Exercise goal =>
Write the material out again exactly.

Listing =>
++++++++++++++++++++
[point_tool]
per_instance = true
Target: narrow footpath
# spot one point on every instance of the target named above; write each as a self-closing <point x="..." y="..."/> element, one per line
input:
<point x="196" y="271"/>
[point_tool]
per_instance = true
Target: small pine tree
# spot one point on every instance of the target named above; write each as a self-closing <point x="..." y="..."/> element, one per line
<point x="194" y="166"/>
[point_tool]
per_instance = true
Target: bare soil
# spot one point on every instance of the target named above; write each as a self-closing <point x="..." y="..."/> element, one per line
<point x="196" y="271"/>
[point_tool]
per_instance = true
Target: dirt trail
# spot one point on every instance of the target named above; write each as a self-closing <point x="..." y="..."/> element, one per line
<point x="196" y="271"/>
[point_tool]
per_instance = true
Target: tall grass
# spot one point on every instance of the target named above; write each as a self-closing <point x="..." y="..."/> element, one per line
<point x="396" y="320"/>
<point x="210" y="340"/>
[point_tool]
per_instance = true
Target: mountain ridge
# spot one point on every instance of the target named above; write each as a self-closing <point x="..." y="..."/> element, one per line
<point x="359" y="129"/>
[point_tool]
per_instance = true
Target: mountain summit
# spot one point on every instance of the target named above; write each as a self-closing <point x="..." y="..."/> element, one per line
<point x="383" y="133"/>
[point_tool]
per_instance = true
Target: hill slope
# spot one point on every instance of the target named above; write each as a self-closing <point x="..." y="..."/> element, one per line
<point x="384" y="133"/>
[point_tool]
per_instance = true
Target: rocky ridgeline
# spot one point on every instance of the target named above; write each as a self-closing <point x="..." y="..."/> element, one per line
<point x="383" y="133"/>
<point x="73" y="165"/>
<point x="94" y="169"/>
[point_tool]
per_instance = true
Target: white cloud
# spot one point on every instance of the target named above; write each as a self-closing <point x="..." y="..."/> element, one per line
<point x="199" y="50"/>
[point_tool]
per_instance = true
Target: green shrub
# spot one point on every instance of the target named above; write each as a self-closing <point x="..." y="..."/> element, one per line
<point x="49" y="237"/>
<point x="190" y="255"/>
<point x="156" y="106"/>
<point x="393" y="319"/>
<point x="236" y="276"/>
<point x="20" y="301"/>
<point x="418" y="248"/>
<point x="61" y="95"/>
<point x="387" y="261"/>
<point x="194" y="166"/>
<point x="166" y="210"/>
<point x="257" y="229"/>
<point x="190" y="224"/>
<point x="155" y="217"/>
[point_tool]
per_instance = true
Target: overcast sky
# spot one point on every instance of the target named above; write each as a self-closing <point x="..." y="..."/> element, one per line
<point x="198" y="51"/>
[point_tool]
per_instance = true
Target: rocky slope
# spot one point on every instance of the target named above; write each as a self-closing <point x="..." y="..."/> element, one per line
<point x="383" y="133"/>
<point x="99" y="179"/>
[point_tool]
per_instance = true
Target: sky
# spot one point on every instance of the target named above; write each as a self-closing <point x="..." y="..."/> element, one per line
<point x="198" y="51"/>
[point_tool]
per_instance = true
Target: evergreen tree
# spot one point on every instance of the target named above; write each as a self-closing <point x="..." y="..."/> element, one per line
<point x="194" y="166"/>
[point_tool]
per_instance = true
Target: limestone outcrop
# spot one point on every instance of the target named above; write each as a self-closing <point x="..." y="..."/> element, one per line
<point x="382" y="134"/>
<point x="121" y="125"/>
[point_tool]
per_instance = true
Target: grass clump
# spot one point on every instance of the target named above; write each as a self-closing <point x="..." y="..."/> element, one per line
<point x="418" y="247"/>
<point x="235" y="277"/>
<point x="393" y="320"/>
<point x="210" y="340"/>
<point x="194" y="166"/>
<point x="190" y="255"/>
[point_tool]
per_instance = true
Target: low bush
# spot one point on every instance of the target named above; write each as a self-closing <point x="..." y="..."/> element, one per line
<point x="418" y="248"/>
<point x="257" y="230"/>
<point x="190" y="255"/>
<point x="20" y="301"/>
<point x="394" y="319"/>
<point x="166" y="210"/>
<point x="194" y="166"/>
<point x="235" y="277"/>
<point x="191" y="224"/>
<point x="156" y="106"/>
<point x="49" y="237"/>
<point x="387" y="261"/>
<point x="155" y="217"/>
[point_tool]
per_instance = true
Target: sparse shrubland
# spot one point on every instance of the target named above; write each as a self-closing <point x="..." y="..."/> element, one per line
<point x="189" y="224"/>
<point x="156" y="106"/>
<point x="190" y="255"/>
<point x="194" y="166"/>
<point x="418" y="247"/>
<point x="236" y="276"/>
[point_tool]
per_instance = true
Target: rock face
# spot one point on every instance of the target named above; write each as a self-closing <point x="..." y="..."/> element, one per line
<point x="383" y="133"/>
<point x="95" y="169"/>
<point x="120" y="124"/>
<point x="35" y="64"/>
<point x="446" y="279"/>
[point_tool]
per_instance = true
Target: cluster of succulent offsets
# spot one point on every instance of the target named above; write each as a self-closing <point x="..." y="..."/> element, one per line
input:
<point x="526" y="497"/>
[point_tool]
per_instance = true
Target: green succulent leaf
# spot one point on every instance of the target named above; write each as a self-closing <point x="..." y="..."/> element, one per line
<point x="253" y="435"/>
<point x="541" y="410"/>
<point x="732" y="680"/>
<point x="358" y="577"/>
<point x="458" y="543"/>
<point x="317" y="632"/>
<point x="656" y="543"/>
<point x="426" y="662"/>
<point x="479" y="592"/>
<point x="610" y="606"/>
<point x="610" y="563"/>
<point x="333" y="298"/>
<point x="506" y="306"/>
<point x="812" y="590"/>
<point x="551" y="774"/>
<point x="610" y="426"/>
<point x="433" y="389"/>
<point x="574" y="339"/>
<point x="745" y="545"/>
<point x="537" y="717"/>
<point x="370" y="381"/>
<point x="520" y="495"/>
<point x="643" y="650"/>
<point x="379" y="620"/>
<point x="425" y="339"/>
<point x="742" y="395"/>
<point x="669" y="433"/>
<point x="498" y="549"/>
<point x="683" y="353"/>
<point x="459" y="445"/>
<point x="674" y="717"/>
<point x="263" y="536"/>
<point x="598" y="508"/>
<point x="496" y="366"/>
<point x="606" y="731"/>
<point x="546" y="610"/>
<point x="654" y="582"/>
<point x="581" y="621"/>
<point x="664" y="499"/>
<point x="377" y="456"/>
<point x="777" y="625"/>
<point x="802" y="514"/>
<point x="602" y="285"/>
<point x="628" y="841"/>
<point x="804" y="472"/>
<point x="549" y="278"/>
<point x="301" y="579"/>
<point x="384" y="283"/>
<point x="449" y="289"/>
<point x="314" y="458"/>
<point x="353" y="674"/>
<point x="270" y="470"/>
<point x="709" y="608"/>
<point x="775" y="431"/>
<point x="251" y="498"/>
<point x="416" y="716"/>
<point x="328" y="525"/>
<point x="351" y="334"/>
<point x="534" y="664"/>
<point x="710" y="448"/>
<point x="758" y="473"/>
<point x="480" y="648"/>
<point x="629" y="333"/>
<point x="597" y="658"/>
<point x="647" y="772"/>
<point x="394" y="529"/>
++++++++++++++++++++
Task output =>
[point_tool]
per_instance = true
Target: narrow footpath
# spot one point on every instance of the target named above; write each as a self-closing <point x="..." y="..."/> element, one per line
input:
<point x="196" y="271"/>
[point_tool]
per_instance = true
Target: small pine tree
# spot one point on every instance of the target named above; write each as a self-closing <point x="..." y="..."/> element, one per line
<point x="194" y="166"/>
[point_tool]
per_instance = true
Target: bare soil
# spot one point on every instance of the target named above; write each as a self-closing <point x="..." y="..."/> element, one per line
<point x="196" y="271"/>
[point_tool]
per_instance = true
Target: dirt trail
# spot one point on every instance of the target named above; write each as a self-closing <point x="..." y="..."/> element, one per line
<point x="196" y="271"/>
[point_tool]
per_instance = true
Target: tall grass
# spot one point on every instance of the target named above; write each as a self-closing <point x="..." y="..."/> element, one per line
<point x="396" y="320"/>
<point x="210" y="340"/>
[point_tool]
per_instance = true
Target: mountain ridge
# spot one point on every instance of the target named above; write each as a self-closing <point x="..." y="..."/> element, one per line
<point x="359" y="129"/>
[point_tool]
per_instance = true
Target: mountain summit
# spot one point on every instance of the target named above; write each as a self-closing <point x="..." y="..."/> element, one per line
<point x="383" y="133"/>
[point_tool]
per_instance = true
Target: hill slope
# spot one point on every instance of the target named above; write each as a self-closing <point x="..." y="..."/> element, one per line
<point x="384" y="133"/>
[point_tool]
per_instance = true
Target: rocky ridgeline
# spot one point on every instance of the target named above; write each as a self-closing <point x="..." y="..."/> element, one per line
<point x="383" y="133"/>
<point x="73" y="165"/>
<point x="94" y="169"/>
[point_tool]
per_instance = true
Target: white cloud
# spot one point on every instance of the target named above; write each as a self-closing <point x="..." y="..."/> element, one per line
<point x="199" y="50"/>
[point_tool]
per_instance = true
Target: green shrub
# spot one point on every instance of the target named above; write each as a self-closing <point x="..." y="..."/> element, one per line
<point x="49" y="237"/>
<point x="190" y="255"/>
<point x="156" y="106"/>
<point x="393" y="319"/>
<point x="236" y="276"/>
<point x="20" y="301"/>
<point x="418" y="248"/>
<point x="61" y="95"/>
<point x="387" y="261"/>
<point x="194" y="166"/>
<point x="166" y="210"/>
<point x="257" y="229"/>
<point x="190" y="224"/>
<point x="155" y="217"/>
[point_tool]
per_instance = true
Target: overcast sky
# spot one point on every instance of the target named above; write each as a self-closing <point x="..." y="..."/> element, one per line
<point x="198" y="51"/>
[point_tool]
per_instance = true
Target: rocky slope
# spot one point on every instance of the target named above; write each as a self-closing <point x="..." y="..."/> element, one per line
<point x="383" y="133"/>
<point x="99" y="179"/>
[point_tool]
per_instance = true
Target: sky
# spot one point on every instance of the target named above; write each as a self-closing <point x="..." y="..."/> element, one per line
<point x="198" y="51"/>
[point_tool]
per_instance = true
Target: evergreen tree
# spot one point on every instance of the target named above; write each as a self-closing <point x="..." y="..."/> element, one per line
<point x="194" y="166"/>
[point_tool]
per_instance = true
Target: limestone outcrop
# spot one point on every instance of the target named above; write each as a self-closing <point x="..." y="..."/> element, one per line
<point x="382" y="134"/>
<point x="121" y="125"/>
[point_tool]
per_instance = true
Target: grass clump
# spot one point on every instance of the target named above; write each as a self-closing <point x="..." y="..."/> element, one per line
<point x="418" y="247"/>
<point x="235" y="277"/>
<point x="393" y="320"/>
<point x="210" y="340"/>
<point x="194" y="166"/>
<point x="190" y="255"/>
[point_tool]
per_instance = true
Target: low bush
# spot one point on every instance of the target named above; write each as a self-closing <point x="..." y="..."/> element, one per line
<point x="418" y="248"/>
<point x="257" y="230"/>
<point x="190" y="255"/>
<point x="20" y="301"/>
<point x="394" y="319"/>
<point x="166" y="210"/>
<point x="194" y="166"/>
<point x="235" y="277"/>
<point x="191" y="224"/>
<point x="156" y="106"/>
<point x="49" y="237"/>
<point x="387" y="261"/>
<point x="155" y="217"/>
[point_tool]
per_instance = true
Target: sparse shrubland
# spot one point on every instance of the target named above; write each as a self-closing <point x="..." y="..."/> element, one per line
<point x="189" y="224"/>
<point x="156" y="106"/>
<point x="190" y="255"/>
<point x="194" y="166"/>
<point x="418" y="247"/>
<point x="236" y="276"/>
[point_tool]
per_instance = true
Target: rock face
# spot one point on every instance of the target named above; write each as a self-closing <point x="..." y="..."/> element, one per line
<point x="383" y="133"/>
<point x="95" y="169"/>
<point x="120" y="124"/>
<point x="35" y="64"/>
<point x="446" y="279"/>
[point_tool]
per_instance = true
Target: cluster of succulent offsets
# spot one point on every instance of the target named above; write each as a self-closing <point x="..." y="..."/> element, one per line
input:
<point x="526" y="497"/>
[point_tool]
per_instance = true
Target: green succulent leaf
# spot one point on every instance of the target named above; write each as a self-closing <point x="..." y="..."/> element, one per line
<point x="253" y="435"/>
<point x="541" y="410"/>
<point x="732" y="680"/>
<point x="358" y="577"/>
<point x="458" y="543"/>
<point x="317" y="632"/>
<point x="656" y="543"/>
<point x="426" y="662"/>
<point x="479" y="592"/>
<point x="610" y="606"/>
<point x="610" y="563"/>
<point x="333" y="298"/>
<point x="506" y="306"/>
<point x="812" y="590"/>
<point x="551" y="774"/>
<point x="610" y="426"/>
<point x="433" y="389"/>
<point x="574" y="339"/>
<point x="745" y="545"/>
<point x="537" y="717"/>
<point x="370" y="381"/>
<point x="520" y="495"/>
<point x="643" y="650"/>
<point x="379" y="620"/>
<point x="425" y="339"/>
<point x="742" y="395"/>
<point x="669" y="433"/>
<point x="498" y="549"/>
<point x="683" y="353"/>
<point x="459" y="445"/>
<point x="674" y="717"/>
<point x="263" y="536"/>
<point x="598" y="508"/>
<point x="496" y="366"/>
<point x="606" y="731"/>
<point x="546" y="610"/>
<point x="654" y="582"/>
<point x="581" y="621"/>
<point x="664" y="499"/>
<point x="377" y="456"/>
<point x="777" y="625"/>
<point x="802" y="514"/>
<point x="602" y="285"/>
<point x="628" y="841"/>
<point x="804" y="472"/>
<point x="549" y="278"/>
<point x="301" y="579"/>
<point x="384" y="283"/>
<point x="449" y="289"/>
<point x="314" y="458"/>
<point x="353" y="674"/>
<point x="270" y="470"/>
<point x="709" y="608"/>
<point x="775" y="431"/>
<point x="251" y="498"/>
<point x="416" y="716"/>
<point x="328" y="525"/>
<point x="351" y="334"/>
<point x="534" y="664"/>
<point x="710" y="448"/>
<point x="758" y="473"/>
<point x="480" y="648"/>
<point x="629" y="333"/>
<point x="597" y="658"/>
<point x="647" y="772"/>
<point x="394" y="529"/>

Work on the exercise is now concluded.